--- DESCRIPTION OF THE TASK ---
Pull out the lines of the listing below starting at the line that contains "Instruction: identify the mountain in" and ending at the last line of the listing, and reproduce them word for word.

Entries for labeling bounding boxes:
[start]

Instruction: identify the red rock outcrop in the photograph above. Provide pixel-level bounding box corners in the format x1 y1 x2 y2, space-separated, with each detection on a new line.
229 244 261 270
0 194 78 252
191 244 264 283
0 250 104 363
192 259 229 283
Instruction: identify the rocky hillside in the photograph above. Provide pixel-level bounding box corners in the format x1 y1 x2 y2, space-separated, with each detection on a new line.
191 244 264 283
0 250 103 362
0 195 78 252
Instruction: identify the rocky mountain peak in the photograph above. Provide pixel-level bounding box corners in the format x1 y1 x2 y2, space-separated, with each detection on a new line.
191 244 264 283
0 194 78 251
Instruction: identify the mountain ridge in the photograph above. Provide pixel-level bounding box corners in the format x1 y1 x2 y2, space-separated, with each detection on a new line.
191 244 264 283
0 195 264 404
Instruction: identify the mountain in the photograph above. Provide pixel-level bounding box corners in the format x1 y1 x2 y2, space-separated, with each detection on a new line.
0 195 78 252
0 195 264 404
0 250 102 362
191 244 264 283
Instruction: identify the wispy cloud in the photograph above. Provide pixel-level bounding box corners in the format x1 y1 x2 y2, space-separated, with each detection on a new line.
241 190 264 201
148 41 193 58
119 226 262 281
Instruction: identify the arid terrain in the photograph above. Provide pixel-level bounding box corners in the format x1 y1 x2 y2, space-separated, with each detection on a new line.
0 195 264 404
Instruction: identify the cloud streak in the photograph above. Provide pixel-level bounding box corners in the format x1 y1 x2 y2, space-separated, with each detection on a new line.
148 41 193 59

[end]

--- SOLUTION TO THIS PROBLEM ---
Instruction: identify the mountain in the photograph above. Provide pixel-level bounding box corners in the format x1 y1 x2 y2, space-separated, with each detection on a new line.
0 195 78 252
0 195 264 404
0 250 102 362
191 244 264 283
Instruction: identify the wispy cloud in the photograph above. Provide pixel-level bounding box corners in the format x1 y1 x2 y2, space-separated, with each detection on a new line.
241 190 264 201
148 41 193 58
119 226 262 281
Instruction: identify the arid terrain in the photograph above. Provide pixel-level bounding box corners in the format x1 y1 x2 y2, space-separated, with each detection on a new line.
0 195 264 404
Instruction: identify the cloud streak in the photograph above. Provide pixel-level bounding box corners in the format x1 y1 x2 y2, space-separated, with each detection on a new line.
148 41 193 59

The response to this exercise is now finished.